** RECORDS SHOWN **

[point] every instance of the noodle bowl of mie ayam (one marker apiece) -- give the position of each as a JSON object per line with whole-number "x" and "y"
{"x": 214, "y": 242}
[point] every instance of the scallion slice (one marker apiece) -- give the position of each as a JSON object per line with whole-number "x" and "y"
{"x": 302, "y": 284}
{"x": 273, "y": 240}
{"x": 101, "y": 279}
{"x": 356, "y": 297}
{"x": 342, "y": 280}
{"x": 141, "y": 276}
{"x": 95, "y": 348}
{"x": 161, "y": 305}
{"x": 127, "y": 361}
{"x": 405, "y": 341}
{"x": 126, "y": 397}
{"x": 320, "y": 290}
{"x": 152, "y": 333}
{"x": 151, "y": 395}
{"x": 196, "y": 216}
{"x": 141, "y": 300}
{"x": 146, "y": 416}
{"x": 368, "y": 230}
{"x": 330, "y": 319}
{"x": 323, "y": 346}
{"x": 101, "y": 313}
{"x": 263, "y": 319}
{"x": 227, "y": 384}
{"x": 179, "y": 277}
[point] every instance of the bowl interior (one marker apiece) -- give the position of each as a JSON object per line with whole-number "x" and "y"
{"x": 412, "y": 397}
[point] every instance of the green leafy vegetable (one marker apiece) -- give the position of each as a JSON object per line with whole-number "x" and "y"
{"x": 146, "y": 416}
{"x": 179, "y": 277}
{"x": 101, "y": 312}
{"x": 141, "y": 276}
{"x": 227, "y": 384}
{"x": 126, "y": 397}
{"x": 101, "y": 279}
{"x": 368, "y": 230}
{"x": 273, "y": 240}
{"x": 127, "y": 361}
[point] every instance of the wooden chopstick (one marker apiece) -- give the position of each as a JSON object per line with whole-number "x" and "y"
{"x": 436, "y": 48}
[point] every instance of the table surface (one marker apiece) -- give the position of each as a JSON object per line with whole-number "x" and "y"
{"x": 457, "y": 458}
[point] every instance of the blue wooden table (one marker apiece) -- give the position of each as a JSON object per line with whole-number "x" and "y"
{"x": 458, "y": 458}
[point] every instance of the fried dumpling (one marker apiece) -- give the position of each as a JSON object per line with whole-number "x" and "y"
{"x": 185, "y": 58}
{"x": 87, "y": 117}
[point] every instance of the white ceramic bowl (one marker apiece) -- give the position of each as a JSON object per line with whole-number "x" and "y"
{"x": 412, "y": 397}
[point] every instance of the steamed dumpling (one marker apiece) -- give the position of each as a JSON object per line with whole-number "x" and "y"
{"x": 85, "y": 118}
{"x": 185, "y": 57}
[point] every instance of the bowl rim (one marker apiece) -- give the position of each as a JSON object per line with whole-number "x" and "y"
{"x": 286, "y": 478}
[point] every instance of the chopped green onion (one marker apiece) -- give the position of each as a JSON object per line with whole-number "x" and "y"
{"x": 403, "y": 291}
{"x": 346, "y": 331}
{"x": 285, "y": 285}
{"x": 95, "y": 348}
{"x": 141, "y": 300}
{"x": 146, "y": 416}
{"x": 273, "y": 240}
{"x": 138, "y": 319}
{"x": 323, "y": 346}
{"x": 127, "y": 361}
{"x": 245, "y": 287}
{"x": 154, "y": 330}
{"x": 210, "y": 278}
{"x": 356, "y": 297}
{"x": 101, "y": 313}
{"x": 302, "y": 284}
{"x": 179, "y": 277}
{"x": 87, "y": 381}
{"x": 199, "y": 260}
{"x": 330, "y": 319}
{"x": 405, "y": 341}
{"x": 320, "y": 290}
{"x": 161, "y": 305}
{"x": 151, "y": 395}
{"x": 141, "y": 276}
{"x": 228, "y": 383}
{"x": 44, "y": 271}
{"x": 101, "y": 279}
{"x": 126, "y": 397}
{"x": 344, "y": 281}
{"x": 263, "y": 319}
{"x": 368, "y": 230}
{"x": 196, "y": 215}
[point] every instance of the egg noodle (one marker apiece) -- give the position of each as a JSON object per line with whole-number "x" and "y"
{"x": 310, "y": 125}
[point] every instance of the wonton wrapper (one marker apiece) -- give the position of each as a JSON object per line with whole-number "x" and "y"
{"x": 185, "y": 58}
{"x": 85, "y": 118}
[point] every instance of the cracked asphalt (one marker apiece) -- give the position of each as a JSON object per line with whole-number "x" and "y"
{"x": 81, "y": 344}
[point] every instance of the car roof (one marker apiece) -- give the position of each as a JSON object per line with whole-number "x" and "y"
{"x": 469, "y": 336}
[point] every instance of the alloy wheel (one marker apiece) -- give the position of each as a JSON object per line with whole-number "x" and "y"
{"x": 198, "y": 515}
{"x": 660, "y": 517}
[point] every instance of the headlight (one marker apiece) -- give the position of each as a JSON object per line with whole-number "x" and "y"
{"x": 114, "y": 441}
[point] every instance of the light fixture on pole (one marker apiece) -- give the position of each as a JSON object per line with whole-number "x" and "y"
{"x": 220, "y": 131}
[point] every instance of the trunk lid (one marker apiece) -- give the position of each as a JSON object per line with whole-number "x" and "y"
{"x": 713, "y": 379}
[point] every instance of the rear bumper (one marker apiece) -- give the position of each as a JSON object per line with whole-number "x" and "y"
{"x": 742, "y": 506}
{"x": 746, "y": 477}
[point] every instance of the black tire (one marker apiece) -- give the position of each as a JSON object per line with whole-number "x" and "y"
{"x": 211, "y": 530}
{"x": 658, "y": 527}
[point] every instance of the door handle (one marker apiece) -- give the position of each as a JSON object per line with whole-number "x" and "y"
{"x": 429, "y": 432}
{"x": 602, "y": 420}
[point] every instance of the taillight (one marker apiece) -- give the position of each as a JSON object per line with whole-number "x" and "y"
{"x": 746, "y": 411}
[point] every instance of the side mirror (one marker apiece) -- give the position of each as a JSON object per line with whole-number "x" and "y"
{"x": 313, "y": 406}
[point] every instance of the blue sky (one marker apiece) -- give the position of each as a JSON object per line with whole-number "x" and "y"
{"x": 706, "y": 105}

** THE TASK **
Produce a verbatim copy of all the material.

** SOLUTION FOR THIS PROBLEM **
[point] every instance of the noodle bowl of mie ayam (one marker apiece) -- give the position of each as a JSON object per line with whole-number "x" and "y"
{"x": 214, "y": 242}
[point] every instance of the scallion slice (one marker apiece) -- give the position of each as a JSON object per line with whole-number "x" and "y"
{"x": 302, "y": 284}
{"x": 273, "y": 240}
{"x": 101, "y": 279}
{"x": 356, "y": 297}
{"x": 342, "y": 280}
{"x": 141, "y": 276}
{"x": 95, "y": 348}
{"x": 161, "y": 305}
{"x": 127, "y": 361}
{"x": 405, "y": 341}
{"x": 126, "y": 397}
{"x": 320, "y": 290}
{"x": 152, "y": 333}
{"x": 151, "y": 395}
{"x": 196, "y": 216}
{"x": 141, "y": 300}
{"x": 146, "y": 416}
{"x": 368, "y": 230}
{"x": 330, "y": 319}
{"x": 323, "y": 346}
{"x": 101, "y": 313}
{"x": 263, "y": 319}
{"x": 227, "y": 384}
{"x": 179, "y": 277}
[point] every instance of the bowl interior (one marker apiece) -- give the position of each as a JSON object per line with whole-number "x" and "y"
{"x": 412, "y": 397}
[point] every instance of the green leafy vegetable (one marker apiece) -- give the position of each as a JSON object per line with whole-number "x" and "y"
{"x": 146, "y": 416}
{"x": 179, "y": 277}
{"x": 101, "y": 312}
{"x": 141, "y": 276}
{"x": 227, "y": 384}
{"x": 126, "y": 397}
{"x": 101, "y": 279}
{"x": 368, "y": 230}
{"x": 273, "y": 240}
{"x": 127, "y": 361}
[point] every instance of the wooden chopstick (one marker apiece) -- give the position of each as a JSON object per line with whole-number "x" and "y"
{"x": 436, "y": 48}
[point] every instance of the table surface (one marker apiece) -- give the position of each as a JSON object per line with whole-number "x" and "y"
{"x": 457, "y": 458}
[point] every instance of the blue wooden table (one marker apiece) -- give the position of each as a JSON object per line with whole-number "x" and "y"
{"x": 458, "y": 458}
[point] every instance of the fried dumpling (one marker apiece) -- give the position of each as a JSON object per line with whole-number "x" and "y"
{"x": 185, "y": 58}
{"x": 87, "y": 117}
[point] every instance of the white ceramic bowl (one marker apiece) -- give the position of each as a JSON object per line with whole-number "x" and "y"
{"x": 412, "y": 397}
[point] every instance of the steamed dumpling (one marker apiece) -- give the position of each as a JSON object per line with whole-number "x" and "y"
{"x": 85, "y": 118}
{"x": 185, "y": 57}
[point] every instance of the bowl rim (one marker apiece) -- give the position of each as a JSON object per line with whole-number "x" and "y"
{"x": 286, "y": 478}
[point] every instance of the chopped green onion (one marker apiece) -- give the position of each as a JSON object per line with whole-number "x" and "y"
{"x": 403, "y": 291}
{"x": 346, "y": 331}
{"x": 285, "y": 285}
{"x": 95, "y": 348}
{"x": 141, "y": 300}
{"x": 146, "y": 416}
{"x": 273, "y": 240}
{"x": 138, "y": 319}
{"x": 323, "y": 346}
{"x": 127, "y": 361}
{"x": 245, "y": 287}
{"x": 154, "y": 330}
{"x": 210, "y": 278}
{"x": 356, "y": 297}
{"x": 101, "y": 313}
{"x": 302, "y": 284}
{"x": 179, "y": 277}
{"x": 87, "y": 381}
{"x": 199, "y": 260}
{"x": 330, "y": 319}
{"x": 405, "y": 341}
{"x": 320, "y": 290}
{"x": 161, "y": 305}
{"x": 151, "y": 395}
{"x": 141, "y": 276}
{"x": 228, "y": 383}
{"x": 44, "y": 271}
{"x": 101, "y": 279}
{"x": 126, "y": 397}
{"x": 344, "y": 281}
{"x": 263, "y": 319}
{"x": 368, "y": 230}
{"x": 196, "y": 215}
[point] every instance of the egg noodle (one marker apiece) -- give the position of each as a JSON object per line with whole-number "x" and "y"
{"x": 310, "y": 125}
[point] every instance of the wonton wrapper (one marker apiece) -- give the position of each as a JSON object per line with whole-number "x" and "y"
{"x": 185, "y": 58}
{"x": 85, "y": 118}
[point] every instance of the cracked asphalt (one marker apiece) -- give the position of each as a JSON object per line with whole-number "x" and "y"
{"x": 81, "y": 344}
[point] every instance of the car roof (one marker apiece) -- give the position of each as a JSON object per line with whole-number "x" and "y"
{"x": 469, "y": 336}
[point] every instance of the alloy wheel (one marker apiece) -- give the position of each as a JSON object per line with whole-number "x" and "y"
{"x": 198, "y": 515}
{"x": 660, "y": 517}
[point] every instance of the headlight (one marker apiece) -- give the position of each as a JSON object per line with whole-number "x" and "y"
{"x": 114, "y": 441}
[point] every instance of the light fixture on pole (one marker apiece) -- give the position of each as a JSON object per line with whole-number "x" and "y"
{"x": 220, "y": 131}
[point] every instance of the trunk lid (one marker apiece) -- give the position of each as a JSON object per line with whole-number "x" and "y"
{"x": 713, "y": 379}
[point] every instance of the rear bumper (one marker apiece) -- give the position of each as a JSON object per line with whole-number "x" and "y"
{"x": 742, "y": 506}
{"x": 746, "y": 477}
[point] every instance of the black tire (one marker apiece) -- give the position of each as a JSON object per line with whole-number "x" and "y"
{"x": 211, "y": 530}
{"x": 658, "y": 527}
[point] every instance of the door handle (one marker apiece) -- give the position of each as a JSON object per line with whole-number "x" and "y"
{"x": 429, "y": 432}
{"x": 602, "y": 420}
[point] every instance of the taillight (one marker apiece) -- give the position of each as a JSON object per line with whole-number "x" and "y"
{"x": 746, "y": 411}
[point] every instance of the side mirror (one marker apiece) -- give the position of each as a JSON object per line with whole-number "x" and "y"
{"x": 313, "y": 406}
[point] every instance of the blue sky (one marker apiece) -- give the position of each as a JSON object per line with whole-number "x" and "y"
{"x": 706, "y": 105}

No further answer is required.